**Anweisung**
Zähle bitte, in wie vielen Zeilen der Datensätze die Zeichenfolge „rock“ vorkommt, und nenne nur diese Zahl.

**Bereitgestellte Datensätze**
^^^^

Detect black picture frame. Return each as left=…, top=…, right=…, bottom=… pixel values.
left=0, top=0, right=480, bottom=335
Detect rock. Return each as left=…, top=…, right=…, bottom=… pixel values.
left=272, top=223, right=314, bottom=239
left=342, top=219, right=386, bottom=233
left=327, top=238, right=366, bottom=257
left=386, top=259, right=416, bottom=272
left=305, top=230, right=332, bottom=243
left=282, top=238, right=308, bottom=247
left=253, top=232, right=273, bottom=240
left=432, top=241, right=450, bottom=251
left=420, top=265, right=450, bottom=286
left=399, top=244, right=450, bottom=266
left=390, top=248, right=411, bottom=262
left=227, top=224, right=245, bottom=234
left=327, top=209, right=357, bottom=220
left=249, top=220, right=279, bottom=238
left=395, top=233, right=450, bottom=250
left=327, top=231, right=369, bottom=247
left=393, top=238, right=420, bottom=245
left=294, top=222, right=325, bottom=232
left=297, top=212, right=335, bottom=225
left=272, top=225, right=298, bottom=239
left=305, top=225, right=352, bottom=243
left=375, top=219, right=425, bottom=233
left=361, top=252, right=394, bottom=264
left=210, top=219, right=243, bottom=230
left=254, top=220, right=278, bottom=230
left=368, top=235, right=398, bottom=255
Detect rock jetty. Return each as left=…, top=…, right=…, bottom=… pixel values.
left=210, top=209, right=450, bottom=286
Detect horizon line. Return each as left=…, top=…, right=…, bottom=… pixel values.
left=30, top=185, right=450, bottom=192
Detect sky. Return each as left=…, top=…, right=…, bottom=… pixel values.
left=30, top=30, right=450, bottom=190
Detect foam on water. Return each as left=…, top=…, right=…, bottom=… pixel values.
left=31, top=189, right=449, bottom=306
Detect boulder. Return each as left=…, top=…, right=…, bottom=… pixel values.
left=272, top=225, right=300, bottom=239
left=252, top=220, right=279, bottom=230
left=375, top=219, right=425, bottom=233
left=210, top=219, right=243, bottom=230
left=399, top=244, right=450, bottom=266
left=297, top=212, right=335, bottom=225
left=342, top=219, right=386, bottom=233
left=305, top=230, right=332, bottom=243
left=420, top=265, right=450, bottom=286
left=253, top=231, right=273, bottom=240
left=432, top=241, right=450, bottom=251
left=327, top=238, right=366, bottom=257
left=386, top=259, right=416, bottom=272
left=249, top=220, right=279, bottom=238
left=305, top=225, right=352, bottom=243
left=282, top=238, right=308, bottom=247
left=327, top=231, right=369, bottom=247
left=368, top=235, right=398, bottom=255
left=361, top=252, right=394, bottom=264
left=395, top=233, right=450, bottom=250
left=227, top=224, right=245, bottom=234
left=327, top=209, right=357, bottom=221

^^^^

**Erledigte Aufgabe**
2